- **SUPPLIED MATERIAL**

'''

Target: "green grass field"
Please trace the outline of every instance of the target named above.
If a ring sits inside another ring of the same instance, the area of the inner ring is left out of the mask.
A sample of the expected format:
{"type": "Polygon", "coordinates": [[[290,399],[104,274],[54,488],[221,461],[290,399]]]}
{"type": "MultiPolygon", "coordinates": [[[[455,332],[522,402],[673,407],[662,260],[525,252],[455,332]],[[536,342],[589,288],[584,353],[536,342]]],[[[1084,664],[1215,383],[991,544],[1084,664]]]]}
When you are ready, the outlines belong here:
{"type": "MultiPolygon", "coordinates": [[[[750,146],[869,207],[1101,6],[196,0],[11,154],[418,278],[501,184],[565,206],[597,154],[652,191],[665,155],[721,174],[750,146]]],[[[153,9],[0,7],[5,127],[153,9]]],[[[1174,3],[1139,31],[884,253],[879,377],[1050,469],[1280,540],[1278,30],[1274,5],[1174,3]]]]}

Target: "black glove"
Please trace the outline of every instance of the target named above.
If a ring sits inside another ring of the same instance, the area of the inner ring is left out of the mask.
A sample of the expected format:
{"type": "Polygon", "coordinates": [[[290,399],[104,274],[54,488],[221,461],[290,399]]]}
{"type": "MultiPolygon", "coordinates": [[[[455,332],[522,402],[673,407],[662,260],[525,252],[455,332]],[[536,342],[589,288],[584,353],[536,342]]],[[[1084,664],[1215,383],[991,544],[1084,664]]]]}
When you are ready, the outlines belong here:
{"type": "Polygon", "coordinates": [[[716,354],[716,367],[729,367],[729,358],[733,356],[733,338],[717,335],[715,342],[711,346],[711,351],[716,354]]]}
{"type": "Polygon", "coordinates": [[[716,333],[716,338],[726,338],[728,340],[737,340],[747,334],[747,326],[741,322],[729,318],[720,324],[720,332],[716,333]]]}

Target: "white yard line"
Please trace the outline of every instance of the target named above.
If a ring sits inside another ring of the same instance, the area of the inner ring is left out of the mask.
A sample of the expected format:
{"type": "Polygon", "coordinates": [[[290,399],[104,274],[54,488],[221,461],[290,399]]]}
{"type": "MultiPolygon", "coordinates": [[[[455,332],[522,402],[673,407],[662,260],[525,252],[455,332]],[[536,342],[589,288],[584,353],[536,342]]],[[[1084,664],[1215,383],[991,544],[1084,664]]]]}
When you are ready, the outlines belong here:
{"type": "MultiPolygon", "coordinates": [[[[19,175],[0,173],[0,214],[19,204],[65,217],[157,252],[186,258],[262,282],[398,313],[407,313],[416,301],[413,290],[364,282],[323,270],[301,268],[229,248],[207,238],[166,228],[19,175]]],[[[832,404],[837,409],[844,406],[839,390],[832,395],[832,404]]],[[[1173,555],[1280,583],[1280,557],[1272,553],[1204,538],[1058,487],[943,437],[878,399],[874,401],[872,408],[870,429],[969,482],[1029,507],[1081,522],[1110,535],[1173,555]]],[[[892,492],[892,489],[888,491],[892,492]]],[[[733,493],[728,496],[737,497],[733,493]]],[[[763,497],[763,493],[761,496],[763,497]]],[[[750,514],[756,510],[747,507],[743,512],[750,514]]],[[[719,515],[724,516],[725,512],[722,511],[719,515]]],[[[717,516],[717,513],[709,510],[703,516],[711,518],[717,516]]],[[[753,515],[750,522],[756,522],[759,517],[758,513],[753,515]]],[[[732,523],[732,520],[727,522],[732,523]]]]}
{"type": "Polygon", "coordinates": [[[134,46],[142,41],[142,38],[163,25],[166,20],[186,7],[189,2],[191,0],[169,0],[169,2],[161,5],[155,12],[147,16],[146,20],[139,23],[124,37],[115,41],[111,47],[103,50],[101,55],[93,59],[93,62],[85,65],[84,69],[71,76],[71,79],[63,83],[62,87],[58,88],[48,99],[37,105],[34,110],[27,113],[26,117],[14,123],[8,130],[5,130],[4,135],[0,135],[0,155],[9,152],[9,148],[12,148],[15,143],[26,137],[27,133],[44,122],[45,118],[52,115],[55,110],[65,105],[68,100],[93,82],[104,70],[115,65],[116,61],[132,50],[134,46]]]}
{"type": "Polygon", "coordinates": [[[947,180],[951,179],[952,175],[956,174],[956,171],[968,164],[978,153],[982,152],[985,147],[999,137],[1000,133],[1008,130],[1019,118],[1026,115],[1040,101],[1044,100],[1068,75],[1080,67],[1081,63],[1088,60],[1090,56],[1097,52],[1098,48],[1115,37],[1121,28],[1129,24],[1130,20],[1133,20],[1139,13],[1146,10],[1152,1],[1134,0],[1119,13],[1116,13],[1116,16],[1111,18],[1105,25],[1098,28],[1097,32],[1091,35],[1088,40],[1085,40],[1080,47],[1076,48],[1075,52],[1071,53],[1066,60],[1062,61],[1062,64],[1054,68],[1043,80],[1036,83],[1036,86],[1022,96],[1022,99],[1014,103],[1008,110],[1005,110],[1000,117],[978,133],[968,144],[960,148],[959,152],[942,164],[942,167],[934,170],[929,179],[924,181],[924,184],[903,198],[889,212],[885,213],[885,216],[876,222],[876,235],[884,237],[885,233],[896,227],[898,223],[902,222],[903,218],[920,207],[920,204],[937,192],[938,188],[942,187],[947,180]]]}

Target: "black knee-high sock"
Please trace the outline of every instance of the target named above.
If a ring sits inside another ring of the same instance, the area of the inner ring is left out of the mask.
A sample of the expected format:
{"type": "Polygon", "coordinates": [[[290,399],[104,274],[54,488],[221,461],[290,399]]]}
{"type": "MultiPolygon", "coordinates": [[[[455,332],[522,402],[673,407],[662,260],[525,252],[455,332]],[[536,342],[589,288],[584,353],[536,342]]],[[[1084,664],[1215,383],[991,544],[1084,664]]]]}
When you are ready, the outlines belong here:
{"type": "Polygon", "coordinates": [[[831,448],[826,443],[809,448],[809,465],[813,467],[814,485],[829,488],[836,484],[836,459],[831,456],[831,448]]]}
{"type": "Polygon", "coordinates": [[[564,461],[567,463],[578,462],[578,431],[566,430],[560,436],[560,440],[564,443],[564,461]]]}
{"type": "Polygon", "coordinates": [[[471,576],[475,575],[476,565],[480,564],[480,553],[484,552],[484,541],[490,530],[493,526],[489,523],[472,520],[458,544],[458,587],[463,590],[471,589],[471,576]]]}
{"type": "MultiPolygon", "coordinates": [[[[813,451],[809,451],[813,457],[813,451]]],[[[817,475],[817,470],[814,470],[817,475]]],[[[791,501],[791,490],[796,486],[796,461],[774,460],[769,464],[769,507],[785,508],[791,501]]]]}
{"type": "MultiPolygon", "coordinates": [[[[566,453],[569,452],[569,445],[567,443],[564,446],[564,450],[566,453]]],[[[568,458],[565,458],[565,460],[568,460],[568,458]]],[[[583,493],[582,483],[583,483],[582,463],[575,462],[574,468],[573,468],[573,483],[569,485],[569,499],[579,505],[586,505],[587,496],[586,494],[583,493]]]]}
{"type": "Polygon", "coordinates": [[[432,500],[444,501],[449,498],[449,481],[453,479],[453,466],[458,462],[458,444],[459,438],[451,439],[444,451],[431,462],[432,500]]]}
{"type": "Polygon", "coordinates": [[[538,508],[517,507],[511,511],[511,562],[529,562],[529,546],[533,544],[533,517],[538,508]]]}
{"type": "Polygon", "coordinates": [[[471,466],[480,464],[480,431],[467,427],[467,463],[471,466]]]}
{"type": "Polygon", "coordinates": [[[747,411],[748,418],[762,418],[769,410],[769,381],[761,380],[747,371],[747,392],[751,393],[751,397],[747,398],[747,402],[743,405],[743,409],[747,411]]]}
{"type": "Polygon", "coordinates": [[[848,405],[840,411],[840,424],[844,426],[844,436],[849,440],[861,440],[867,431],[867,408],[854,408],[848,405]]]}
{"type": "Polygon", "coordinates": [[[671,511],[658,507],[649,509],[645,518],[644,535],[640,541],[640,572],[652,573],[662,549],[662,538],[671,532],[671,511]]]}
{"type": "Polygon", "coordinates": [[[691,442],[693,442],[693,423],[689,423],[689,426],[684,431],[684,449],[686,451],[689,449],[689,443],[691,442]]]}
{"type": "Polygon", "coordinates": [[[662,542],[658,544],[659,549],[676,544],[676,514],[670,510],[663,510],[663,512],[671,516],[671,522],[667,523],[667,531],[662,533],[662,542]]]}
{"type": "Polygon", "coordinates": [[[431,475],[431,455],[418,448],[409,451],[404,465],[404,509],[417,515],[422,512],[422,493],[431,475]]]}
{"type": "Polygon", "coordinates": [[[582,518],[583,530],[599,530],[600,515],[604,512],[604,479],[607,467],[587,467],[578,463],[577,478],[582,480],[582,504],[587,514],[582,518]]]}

'''

- **TASK TO CARRY OUT**
Which lines above include "black"? Show each of them by copying it.

- **ANSWER SECTION**
Target: "black glove"
Target: "black knee-high sock"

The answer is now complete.